» **WRITTEN TASK**: Please give the 1918 rating that Allied intelligence gave the division, according to the history of the 1st Bavarian Reserve Division below.

» **SELECTION**:
— Begin —
- Active: 1914-1919
- Country: Bavaria/Germany
- Branch: Army
- Type: Infantry
- Size: Approx. 15,000
- Engagements: World War I: Battle of the Frontiers, Race to the Sea, Arras (1914), Somme (1916), Arras (1917), Passchendaele, Battle of the Lys

= 1st Bavarian Reserve Division =

The 1st Bavarian Reserve Division (1. Bayerische Reserve-Division) was a unit of the Royal Bavarian Army, part of the German Army, in World War I. The division was formed on mobilization of the German Army in August 1914 as part of I Royal Bavarian Reserve Corps. The division was disbanded in 1919 during the demobilization of the German Army after World War I. The division was raised and recruited in Bavaria. As a reserve division, it included many recalled reservists and war volunteers.

==Combat chronicle==

The 1st Bavarian Reserve Division fought in the opening phases of the war in the Battle of the Frontiers. It then participated in the Race to the Sea, including the Battle of Arras in October 1914. It remained in the trenchlines in Flanders until 1916, when it entered the Battle of the Somme in August 1916. In April 1917 the division, now redeployed to the Vimy sector, participated in the Battle of Vimy Ridge. In late 1917, it participated in the Battle of Passchendaele. In 1918, the division fought in the Battle of the Lys. The division ended the war still fighting in the Lys region. Allied intelligence rated the division as a good division in 1917, but third class in 1918.
— End —
» **SUPPLIED INFORMATION**:
— Begin —
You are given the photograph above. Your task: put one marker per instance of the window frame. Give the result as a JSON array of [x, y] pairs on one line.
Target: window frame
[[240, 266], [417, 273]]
— End —
» **TASK RESULT**: Third class.